__Prompt__
Count the lines in the items below that contain the string "sign", with case counting, and give only the number.

╭─ Input records

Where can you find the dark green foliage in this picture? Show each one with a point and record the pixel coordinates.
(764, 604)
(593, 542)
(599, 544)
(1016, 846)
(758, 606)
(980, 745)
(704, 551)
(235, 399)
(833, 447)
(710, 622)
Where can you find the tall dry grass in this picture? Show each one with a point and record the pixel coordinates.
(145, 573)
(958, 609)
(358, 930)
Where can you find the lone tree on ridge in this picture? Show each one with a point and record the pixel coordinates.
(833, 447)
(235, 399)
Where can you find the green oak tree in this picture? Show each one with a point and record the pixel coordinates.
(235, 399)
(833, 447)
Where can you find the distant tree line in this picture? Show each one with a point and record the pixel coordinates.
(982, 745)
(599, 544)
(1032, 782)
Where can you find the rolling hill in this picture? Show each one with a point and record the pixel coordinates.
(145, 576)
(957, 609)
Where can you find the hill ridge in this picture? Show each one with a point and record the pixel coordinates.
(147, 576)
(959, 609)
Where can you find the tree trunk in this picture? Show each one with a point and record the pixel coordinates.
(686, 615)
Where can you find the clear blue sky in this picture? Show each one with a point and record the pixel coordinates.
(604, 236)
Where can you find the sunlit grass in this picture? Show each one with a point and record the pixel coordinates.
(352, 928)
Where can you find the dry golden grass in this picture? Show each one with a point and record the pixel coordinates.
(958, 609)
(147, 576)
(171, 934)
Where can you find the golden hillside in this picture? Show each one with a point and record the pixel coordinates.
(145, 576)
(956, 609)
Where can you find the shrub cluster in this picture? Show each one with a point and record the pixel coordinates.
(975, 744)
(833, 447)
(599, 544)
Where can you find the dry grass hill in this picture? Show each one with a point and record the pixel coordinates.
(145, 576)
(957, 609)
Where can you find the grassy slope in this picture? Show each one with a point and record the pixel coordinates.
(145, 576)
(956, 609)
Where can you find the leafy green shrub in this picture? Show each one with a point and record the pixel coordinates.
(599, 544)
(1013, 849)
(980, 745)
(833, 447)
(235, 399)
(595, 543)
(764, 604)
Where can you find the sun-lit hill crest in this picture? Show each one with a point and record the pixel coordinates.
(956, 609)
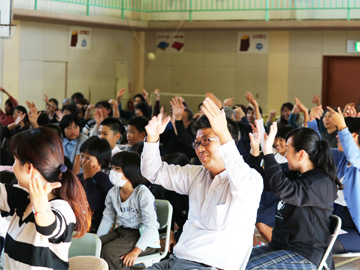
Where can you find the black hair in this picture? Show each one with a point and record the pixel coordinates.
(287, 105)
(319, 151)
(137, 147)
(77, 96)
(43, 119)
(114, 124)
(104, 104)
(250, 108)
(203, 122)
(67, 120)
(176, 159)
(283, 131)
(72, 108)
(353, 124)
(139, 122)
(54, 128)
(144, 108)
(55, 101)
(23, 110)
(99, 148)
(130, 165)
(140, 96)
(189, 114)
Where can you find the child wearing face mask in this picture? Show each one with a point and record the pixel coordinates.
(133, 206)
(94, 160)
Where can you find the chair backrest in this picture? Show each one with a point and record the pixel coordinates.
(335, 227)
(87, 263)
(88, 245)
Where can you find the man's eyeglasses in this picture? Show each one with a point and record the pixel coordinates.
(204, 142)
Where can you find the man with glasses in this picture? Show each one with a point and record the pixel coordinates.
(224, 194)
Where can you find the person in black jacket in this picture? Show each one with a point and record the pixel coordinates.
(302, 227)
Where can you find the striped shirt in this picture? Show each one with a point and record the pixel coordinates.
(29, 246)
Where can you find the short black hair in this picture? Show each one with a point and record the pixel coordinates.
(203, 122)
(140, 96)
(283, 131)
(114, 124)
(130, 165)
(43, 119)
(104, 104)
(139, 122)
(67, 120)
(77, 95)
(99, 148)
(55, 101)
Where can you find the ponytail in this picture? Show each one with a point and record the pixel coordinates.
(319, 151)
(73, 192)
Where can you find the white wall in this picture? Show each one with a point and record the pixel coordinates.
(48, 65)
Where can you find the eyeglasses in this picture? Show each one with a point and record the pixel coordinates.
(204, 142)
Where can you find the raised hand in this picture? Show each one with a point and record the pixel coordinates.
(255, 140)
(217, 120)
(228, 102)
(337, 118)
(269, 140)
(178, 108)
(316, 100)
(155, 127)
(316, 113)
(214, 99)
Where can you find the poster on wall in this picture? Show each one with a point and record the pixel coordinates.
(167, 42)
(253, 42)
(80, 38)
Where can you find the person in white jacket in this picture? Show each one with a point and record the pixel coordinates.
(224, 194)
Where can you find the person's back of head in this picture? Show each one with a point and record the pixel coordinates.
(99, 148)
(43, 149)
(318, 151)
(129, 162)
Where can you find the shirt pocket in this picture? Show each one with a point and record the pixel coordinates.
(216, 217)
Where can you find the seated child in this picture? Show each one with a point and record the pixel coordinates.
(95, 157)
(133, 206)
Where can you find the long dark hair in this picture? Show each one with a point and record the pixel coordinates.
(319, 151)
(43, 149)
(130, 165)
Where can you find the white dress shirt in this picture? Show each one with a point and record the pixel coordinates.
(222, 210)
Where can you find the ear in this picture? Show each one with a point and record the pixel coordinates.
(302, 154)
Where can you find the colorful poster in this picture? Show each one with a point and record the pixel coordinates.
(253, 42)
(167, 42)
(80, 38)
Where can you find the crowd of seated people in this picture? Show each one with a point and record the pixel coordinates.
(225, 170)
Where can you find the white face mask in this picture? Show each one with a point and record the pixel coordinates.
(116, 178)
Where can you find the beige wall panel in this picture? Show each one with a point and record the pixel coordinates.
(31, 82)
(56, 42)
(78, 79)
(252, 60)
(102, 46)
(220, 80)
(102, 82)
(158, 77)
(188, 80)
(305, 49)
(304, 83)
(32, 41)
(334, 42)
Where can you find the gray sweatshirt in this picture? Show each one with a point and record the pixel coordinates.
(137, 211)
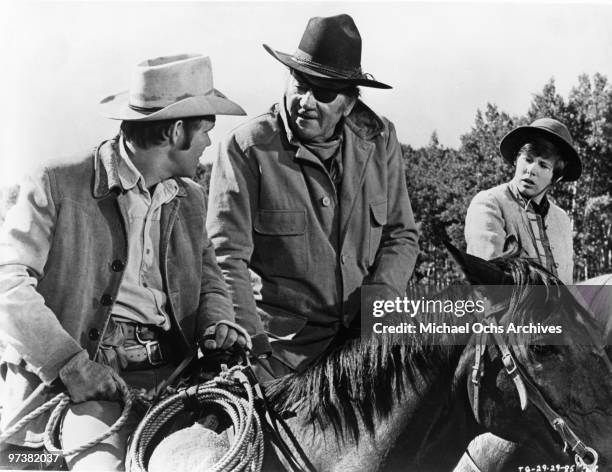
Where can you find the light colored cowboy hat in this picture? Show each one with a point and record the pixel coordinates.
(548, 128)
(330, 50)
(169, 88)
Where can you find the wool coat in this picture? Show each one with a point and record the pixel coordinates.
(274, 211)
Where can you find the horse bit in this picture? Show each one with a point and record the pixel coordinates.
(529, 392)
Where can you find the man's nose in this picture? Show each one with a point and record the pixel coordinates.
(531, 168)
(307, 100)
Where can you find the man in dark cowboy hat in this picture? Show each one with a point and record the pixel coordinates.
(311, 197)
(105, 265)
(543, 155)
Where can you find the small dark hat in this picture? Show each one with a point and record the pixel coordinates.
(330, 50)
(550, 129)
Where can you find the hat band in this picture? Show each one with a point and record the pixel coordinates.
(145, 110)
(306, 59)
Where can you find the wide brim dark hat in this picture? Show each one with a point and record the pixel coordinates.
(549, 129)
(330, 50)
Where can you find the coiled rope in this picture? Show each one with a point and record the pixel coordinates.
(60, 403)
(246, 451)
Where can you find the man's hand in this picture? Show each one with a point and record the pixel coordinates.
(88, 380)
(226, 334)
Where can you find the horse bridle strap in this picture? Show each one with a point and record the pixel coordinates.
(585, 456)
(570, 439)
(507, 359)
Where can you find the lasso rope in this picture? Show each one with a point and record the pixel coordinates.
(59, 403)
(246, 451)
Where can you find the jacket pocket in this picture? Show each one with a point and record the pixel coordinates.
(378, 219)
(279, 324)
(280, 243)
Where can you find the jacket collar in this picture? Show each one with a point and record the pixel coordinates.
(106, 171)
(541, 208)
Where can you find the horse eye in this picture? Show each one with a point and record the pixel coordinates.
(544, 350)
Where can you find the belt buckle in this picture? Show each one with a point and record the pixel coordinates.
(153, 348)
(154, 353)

╰─
╭─ Input records

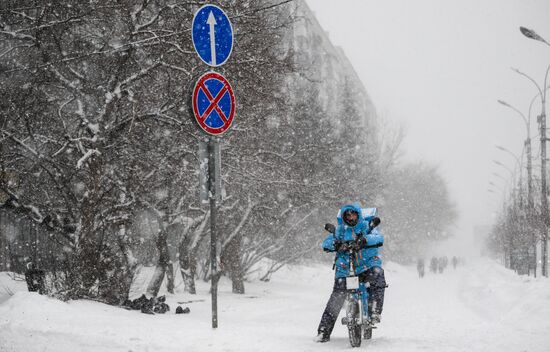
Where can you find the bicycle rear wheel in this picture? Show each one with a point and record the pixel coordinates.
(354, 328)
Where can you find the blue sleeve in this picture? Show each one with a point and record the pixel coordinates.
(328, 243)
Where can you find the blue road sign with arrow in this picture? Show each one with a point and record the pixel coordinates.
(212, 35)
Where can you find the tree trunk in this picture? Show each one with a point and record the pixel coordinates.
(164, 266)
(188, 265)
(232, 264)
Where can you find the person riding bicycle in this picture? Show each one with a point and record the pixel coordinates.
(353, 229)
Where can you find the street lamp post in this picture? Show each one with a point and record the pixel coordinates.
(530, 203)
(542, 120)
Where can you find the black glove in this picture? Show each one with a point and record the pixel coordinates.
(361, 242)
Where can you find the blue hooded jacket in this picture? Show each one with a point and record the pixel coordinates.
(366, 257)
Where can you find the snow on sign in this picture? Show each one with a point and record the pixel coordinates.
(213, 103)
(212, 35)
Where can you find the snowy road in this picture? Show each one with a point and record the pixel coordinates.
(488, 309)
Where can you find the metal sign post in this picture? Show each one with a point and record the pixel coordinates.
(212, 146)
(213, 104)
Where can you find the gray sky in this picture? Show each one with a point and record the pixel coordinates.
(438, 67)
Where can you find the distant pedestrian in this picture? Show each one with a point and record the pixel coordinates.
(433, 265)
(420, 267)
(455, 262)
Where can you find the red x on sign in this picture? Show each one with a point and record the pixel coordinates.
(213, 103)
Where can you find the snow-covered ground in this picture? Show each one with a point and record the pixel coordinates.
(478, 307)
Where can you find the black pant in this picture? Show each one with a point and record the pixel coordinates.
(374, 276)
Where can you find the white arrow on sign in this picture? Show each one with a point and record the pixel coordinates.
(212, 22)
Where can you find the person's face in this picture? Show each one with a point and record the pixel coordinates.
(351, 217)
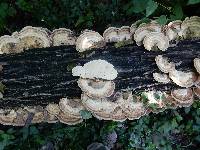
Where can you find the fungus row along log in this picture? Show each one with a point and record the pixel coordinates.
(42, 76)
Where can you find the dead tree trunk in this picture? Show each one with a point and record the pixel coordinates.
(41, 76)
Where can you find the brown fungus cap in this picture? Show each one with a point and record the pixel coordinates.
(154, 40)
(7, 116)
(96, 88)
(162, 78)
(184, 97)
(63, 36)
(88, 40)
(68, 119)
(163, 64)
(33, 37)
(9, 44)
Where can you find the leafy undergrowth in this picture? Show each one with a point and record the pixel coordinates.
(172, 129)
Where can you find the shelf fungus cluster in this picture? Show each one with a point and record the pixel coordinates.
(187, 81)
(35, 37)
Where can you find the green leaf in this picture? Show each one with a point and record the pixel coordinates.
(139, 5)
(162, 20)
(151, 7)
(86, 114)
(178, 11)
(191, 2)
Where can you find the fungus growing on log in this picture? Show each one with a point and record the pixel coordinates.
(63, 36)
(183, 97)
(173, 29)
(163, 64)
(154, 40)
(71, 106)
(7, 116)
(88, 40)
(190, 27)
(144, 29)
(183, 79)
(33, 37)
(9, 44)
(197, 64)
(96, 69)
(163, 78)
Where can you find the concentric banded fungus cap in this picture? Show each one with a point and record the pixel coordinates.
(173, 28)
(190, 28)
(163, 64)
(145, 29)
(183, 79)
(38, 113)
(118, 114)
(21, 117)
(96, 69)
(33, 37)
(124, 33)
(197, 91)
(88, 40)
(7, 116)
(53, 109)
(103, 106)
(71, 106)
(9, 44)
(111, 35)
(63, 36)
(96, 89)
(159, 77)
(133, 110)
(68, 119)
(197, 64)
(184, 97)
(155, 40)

╰─

__Output for this task__
5